→ **Extract**:
◇ ◇ ◇ ◇

The character is 17, prematurely aged by enduring severe loss and living in a dog-eat-dog world of homelessness, crime, and prostitution in a fictional setting. He leads a gang of criminals. They mention him being in pain a lot. 
However, his “office” is on the 5th floor of a building. When they do a massive prison breakout for their mafia gang members, he runs all over that massive prison that has like 15 floors (and no elevators, obviously). At the end of it, he even climbs a 30-foot incinerator shaft and escapes over the rooftop with his dudes/gals/friendly humans. All this happens in a time span of 4 hours, no rest, no nothing. 
My point being: even when a disability is present and is mentioned more than once on 400 pages (huzzah!), the ACTUAL CONCEPT of disability never exists. That person never simply CANNOT GO ON. There is nothing they simply cannot do (like scale a 30-foot-wall). They never are dependent on others, even if those others offer help.

◇ ◇ ◇ ◇

→ **Raw records**:

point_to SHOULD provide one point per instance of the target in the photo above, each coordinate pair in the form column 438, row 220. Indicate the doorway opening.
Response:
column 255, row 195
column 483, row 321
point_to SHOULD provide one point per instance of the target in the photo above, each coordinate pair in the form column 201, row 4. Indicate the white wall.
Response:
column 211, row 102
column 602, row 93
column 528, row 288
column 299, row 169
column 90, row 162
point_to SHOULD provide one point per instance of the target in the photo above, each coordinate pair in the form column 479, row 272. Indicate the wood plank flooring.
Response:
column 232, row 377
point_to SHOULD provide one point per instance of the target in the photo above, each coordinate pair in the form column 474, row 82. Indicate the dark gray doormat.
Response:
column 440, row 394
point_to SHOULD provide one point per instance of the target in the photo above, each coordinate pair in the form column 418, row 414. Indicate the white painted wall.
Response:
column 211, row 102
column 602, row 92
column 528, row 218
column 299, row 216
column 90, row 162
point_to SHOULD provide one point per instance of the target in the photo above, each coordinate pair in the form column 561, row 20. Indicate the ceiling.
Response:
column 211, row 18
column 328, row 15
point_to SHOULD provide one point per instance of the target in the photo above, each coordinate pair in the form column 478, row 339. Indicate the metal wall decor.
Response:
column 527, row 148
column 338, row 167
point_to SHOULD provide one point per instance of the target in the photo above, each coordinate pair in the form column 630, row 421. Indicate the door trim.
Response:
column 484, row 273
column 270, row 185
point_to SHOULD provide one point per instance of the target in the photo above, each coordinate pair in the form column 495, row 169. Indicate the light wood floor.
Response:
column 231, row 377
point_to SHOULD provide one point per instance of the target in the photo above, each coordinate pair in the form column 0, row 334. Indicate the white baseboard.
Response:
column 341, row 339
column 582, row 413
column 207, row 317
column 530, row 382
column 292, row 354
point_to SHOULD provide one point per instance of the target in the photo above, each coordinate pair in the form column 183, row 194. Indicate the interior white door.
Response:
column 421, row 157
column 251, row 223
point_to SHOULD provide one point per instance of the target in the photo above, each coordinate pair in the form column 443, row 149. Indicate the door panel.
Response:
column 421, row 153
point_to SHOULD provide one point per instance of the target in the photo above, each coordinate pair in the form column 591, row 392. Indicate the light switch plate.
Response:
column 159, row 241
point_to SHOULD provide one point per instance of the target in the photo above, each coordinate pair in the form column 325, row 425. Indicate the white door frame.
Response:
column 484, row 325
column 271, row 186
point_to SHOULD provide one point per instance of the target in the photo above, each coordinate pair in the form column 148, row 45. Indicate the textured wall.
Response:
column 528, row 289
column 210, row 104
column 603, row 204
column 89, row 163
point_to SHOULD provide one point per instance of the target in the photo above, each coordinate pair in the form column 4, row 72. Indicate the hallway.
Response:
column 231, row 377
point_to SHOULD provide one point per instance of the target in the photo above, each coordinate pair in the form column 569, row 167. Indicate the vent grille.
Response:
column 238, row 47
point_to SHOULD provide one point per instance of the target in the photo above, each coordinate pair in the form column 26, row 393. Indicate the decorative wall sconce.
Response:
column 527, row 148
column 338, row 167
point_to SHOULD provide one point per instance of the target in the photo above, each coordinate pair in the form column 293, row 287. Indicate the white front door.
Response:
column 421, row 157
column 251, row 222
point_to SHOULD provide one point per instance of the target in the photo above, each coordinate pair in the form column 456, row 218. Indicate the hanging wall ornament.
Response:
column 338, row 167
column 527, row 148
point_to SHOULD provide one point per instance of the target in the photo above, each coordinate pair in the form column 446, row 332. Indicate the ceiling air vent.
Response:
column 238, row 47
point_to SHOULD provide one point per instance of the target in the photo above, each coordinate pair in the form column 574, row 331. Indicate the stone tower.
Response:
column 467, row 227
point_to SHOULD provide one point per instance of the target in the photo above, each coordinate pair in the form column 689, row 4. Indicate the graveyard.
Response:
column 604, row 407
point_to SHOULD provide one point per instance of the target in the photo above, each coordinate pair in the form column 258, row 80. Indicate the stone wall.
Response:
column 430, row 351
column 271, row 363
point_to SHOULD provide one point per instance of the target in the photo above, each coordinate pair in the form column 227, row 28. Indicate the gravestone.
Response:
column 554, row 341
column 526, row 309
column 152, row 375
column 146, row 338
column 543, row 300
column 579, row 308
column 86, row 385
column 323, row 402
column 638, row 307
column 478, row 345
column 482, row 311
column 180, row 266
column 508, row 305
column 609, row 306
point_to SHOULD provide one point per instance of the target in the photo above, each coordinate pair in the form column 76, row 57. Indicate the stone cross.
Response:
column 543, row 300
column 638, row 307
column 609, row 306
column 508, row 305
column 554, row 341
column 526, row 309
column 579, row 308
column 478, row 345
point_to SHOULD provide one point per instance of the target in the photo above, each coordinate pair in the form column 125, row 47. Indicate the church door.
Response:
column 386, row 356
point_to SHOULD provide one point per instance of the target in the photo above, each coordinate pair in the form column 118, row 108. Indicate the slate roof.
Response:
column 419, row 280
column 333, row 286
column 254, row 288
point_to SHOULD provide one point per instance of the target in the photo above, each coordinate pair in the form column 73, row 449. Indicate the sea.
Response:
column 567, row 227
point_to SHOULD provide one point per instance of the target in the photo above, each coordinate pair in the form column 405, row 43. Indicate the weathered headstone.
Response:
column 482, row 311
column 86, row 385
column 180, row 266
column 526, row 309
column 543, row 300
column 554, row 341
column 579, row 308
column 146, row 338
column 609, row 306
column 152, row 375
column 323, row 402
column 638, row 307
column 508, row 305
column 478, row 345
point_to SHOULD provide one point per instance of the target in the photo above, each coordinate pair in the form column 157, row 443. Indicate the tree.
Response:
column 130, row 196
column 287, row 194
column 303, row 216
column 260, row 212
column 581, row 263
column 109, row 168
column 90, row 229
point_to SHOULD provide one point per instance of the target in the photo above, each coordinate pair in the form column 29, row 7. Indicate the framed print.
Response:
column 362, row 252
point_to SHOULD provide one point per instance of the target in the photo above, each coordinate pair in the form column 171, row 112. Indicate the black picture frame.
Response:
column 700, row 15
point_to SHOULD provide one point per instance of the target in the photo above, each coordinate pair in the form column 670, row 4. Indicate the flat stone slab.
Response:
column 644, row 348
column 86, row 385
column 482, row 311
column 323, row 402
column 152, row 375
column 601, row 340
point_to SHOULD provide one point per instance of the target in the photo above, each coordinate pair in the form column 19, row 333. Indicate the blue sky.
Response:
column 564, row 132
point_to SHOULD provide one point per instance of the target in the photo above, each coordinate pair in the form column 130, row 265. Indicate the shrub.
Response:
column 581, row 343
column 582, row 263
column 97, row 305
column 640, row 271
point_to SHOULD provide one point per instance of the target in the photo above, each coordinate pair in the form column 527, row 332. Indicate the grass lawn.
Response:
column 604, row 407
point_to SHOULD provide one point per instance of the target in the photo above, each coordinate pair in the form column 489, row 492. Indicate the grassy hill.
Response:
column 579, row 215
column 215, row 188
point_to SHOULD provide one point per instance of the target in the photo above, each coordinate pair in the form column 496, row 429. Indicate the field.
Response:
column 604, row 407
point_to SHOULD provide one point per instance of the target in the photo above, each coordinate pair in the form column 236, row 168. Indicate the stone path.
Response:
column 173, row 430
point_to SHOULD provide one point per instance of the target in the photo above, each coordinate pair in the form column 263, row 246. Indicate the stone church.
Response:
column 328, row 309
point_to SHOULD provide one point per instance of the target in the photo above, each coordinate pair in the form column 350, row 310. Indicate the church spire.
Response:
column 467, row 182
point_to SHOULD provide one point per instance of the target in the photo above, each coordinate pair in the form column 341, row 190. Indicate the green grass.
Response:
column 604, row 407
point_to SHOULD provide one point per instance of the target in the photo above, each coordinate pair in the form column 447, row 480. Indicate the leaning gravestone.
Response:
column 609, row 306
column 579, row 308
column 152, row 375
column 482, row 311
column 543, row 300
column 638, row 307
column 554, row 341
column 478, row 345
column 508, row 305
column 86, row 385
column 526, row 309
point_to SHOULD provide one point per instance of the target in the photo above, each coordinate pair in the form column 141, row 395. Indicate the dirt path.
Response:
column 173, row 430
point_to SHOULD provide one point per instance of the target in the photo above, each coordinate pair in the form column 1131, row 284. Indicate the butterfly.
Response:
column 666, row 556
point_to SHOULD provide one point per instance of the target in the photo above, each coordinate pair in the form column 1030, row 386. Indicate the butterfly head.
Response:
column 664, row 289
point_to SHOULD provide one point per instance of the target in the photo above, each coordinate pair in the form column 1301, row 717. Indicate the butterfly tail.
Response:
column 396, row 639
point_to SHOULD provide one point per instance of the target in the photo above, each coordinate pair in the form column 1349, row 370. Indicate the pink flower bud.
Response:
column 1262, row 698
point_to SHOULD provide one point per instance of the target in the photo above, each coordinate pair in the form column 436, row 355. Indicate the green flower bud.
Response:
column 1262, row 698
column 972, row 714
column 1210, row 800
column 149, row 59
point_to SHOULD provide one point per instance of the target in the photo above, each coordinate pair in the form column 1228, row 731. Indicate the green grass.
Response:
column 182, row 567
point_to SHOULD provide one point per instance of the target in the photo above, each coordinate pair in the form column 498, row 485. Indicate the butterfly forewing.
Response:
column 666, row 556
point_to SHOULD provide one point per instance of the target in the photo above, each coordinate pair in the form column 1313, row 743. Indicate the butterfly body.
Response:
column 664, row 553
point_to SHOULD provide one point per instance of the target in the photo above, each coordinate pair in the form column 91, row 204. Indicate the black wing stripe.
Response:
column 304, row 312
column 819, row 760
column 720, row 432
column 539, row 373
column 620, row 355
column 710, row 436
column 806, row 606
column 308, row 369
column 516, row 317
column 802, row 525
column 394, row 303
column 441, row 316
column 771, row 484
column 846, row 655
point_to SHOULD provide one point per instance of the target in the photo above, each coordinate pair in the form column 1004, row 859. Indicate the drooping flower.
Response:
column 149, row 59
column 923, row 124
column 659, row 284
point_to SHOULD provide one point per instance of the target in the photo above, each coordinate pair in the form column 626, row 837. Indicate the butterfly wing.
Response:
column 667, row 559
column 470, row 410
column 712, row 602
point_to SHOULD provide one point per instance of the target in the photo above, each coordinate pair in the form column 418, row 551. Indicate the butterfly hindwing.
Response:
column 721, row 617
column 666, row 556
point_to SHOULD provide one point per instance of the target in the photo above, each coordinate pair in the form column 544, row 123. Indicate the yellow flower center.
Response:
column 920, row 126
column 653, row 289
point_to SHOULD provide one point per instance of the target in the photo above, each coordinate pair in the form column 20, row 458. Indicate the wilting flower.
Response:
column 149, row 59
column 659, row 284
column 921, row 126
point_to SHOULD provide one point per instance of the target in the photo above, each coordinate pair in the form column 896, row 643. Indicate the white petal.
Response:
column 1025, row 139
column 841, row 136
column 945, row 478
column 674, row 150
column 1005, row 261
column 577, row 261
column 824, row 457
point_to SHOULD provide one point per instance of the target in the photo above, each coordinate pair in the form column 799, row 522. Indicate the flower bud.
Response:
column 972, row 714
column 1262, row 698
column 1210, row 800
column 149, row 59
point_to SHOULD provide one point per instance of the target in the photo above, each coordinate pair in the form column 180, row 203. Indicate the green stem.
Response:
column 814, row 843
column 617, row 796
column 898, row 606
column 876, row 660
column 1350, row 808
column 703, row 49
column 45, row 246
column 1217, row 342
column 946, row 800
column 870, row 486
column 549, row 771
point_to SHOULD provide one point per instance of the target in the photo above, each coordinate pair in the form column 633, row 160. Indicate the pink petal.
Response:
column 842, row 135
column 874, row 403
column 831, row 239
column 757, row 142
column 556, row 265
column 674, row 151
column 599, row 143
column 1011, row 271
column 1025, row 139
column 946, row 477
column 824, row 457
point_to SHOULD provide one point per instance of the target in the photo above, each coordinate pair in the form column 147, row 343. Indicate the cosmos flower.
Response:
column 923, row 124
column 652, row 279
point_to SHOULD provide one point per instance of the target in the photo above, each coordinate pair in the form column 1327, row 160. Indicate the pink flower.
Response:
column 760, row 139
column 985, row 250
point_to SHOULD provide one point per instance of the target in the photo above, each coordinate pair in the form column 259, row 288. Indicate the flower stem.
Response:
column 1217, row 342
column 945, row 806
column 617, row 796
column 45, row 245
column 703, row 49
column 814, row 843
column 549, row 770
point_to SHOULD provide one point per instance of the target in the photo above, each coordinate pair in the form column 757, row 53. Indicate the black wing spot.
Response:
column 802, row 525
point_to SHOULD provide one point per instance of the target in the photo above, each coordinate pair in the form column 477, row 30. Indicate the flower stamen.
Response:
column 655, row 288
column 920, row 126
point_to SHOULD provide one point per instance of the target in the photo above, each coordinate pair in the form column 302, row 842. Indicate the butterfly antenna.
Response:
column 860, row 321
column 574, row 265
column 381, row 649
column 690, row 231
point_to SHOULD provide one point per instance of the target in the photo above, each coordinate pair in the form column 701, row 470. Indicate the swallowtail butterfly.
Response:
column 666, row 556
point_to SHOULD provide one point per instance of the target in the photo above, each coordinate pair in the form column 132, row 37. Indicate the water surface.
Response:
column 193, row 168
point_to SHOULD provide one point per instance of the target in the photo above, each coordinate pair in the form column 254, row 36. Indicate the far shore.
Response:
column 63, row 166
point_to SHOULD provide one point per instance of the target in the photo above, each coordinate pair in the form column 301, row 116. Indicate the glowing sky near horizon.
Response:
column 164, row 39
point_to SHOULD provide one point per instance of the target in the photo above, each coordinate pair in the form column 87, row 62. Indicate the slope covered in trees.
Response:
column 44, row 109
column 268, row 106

◇ ◇ ◇ ◇

→ **Work to do**: In the text about the 17-year-old gang leader, what floor of a building is his "office" on?

→ **Result of this exercise**: The 5th floor.